Genome Sort & Search
Fall 2018

The final project of my CS 321 Data Structures course required sorting the human genome using a balanced-tree (B-tree) data structure. The goal was to then search for the frequency of particular DNA sequences in the genome. I worked on the project over the course of a month with my partner Aaron Parish.

Efficiency was a major concern, given the human genome is billions of base pairs long. The B-tree structure allowed sorting and searching to be done at maximum theoretical efficiency (n log n time and log n time, respectively). To conserve space, base pairs are encoded as two-bit values. In addition, read and write methods are optimized for storage on a hard disc drive.

A diagram of the overall process and program structure is shown below. The process is also detailed along with a summary of the lessons learned from the project!
★ ★ ★
Work request 1> Copy the stretch of the Genome Sort & Search text from "The final project" through "from the project!" word for word.
Work request 2> Resume the Genome Sort & Search text after its final sentence.
★ ★ ★
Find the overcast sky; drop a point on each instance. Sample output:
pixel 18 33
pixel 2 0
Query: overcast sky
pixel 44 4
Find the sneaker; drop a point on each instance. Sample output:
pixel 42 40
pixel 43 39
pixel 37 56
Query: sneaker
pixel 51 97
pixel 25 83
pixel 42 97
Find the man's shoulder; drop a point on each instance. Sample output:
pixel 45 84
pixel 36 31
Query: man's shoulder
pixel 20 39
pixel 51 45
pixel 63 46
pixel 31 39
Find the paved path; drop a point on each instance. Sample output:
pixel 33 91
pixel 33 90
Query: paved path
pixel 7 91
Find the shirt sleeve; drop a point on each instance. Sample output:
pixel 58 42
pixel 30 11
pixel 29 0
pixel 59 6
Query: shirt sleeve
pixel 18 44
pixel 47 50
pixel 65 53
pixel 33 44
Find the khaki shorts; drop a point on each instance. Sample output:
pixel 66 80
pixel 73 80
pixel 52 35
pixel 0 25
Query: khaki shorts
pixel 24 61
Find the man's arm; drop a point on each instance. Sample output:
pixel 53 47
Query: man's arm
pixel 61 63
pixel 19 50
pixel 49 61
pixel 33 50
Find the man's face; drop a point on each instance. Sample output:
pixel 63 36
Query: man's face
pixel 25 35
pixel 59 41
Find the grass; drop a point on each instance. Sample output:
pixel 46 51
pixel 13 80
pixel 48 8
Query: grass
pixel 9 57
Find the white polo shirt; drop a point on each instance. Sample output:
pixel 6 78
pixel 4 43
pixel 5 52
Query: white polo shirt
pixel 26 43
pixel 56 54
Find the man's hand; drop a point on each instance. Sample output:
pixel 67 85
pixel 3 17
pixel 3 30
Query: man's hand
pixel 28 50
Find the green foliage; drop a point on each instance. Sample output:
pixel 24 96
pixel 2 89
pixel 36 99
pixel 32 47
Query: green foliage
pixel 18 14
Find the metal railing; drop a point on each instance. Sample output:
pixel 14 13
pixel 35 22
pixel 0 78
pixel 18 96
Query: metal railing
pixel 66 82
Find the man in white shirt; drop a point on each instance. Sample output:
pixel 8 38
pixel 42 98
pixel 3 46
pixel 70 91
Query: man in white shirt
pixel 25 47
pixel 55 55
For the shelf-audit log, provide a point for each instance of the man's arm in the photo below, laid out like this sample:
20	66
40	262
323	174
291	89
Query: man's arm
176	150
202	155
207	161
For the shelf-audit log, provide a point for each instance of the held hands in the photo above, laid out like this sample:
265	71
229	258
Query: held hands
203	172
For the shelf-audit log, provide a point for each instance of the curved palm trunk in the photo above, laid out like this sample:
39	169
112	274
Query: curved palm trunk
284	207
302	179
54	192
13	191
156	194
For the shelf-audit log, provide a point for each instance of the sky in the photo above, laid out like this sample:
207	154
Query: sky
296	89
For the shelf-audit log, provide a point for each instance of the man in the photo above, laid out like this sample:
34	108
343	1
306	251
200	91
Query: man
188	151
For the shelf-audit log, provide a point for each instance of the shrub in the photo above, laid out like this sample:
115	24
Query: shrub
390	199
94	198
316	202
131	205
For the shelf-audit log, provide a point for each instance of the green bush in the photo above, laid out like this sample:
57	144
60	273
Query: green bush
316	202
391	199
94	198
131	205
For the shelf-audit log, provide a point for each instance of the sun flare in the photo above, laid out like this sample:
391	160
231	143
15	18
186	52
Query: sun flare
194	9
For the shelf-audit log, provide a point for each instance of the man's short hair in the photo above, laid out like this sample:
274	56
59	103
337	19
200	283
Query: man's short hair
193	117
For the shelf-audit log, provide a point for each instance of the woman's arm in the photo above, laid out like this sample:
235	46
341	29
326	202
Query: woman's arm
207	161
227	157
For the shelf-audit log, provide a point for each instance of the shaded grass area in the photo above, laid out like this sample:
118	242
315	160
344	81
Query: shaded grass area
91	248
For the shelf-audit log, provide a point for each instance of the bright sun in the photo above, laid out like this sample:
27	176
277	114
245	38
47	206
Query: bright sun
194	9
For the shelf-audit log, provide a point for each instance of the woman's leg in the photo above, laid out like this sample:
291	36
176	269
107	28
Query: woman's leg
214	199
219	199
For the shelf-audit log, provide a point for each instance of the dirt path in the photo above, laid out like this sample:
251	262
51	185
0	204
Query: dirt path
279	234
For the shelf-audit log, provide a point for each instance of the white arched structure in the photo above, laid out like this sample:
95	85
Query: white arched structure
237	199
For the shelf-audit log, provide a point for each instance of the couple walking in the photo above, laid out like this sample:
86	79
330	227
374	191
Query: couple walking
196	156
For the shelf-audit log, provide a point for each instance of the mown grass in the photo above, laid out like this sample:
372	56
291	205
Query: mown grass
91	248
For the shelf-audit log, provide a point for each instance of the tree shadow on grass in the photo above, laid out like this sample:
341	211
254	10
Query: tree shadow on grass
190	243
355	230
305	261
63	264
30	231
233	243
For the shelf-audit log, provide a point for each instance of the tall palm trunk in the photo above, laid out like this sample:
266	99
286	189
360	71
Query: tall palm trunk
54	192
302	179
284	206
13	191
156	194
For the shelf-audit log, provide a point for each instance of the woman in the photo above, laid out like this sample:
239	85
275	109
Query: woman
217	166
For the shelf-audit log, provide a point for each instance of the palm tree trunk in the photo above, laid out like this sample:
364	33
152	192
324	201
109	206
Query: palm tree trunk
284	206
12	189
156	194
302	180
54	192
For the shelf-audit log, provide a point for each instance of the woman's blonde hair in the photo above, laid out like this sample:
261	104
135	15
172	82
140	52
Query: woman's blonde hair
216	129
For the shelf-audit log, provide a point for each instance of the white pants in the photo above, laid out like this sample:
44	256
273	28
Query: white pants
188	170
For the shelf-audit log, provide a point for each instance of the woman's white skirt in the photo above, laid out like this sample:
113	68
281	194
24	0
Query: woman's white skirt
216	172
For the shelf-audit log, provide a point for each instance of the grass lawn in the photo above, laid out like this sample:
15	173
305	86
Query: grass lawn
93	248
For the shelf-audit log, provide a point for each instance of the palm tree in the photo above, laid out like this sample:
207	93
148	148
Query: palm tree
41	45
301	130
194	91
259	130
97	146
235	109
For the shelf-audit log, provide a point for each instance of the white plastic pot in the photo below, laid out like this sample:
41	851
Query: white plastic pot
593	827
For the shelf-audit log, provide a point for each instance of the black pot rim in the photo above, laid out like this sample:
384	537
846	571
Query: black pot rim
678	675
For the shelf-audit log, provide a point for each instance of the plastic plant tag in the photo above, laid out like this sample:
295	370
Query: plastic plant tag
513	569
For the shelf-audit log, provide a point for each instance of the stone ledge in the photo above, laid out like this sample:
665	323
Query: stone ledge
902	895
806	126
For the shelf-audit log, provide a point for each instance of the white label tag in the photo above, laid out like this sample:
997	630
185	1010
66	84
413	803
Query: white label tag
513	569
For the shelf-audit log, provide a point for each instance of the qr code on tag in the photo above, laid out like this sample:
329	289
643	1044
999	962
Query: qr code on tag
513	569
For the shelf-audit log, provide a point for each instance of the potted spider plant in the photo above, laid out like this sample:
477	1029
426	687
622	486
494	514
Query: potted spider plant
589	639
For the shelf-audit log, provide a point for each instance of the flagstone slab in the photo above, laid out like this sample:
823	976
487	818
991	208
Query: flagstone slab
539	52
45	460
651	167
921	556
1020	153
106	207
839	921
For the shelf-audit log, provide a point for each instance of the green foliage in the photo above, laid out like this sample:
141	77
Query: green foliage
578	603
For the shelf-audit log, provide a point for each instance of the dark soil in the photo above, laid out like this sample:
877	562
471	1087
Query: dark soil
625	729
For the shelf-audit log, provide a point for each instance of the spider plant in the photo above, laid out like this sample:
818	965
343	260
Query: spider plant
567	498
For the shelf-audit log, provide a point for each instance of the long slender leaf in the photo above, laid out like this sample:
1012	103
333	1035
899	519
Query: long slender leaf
★ ★ ★
Exercise result 1>
The final project of my CS 321 Data Structures course required sorting the human genome using a balanced-tree (B-tree) data structure. The goal was to then search for the frequency of particular DNA sequences in the genome. I worked on the project over the course of a month with my partner Aaron Parish.

Efficiency was a major concern, given the human genome is billions of base pairs long. The B-tree structure allowed sorting and searching to be done at maximum theoretical efficiency (n log n time and log n time, respectively). To conserve space, base pairs are encoded as two-bit values. In addition, read and write methods are optimized for storage on a hard disc drive.

A diagram of the overall process and program structure is shown below. The process is also detailed along with a summary of the lessons learned from the project!

Exercise result 2>
Source code

Genome files were obtained from the National Center for Biotechnology Information (NCBI genome maps).

Main Classes

GeneBankCreateBTree.java: Sorts a genome file and stores as a binary B-tree file.

GeneBankSearch.java: Searches for a DNA sequence in a query file.

B-Tree Classes

BTree.java: Manages the B-Tree file with BTreeNodes and a cache.

TreeObject.java: Handles keys for B-tree nodes.

List Classes (From CS 221)

IUDoubleLinkedList.java: Manages a double-linked list of objects held in nodes.

LinearNode2.java: Node class for the double-linked list.

IndexedUnsortedList.java: Interface defining methods for IUDoubleLinkedList.java.

Other Files

Genebank: Genome from NCBI.

B-tree: Binary file containing sorted genome.

Query: Text document containing DNA sequence to search for.

Overview of Algorithm

The process of searching for the frequency of a DNA sequence can be divided into two parts: creating the B-tree and then searching for the sequences.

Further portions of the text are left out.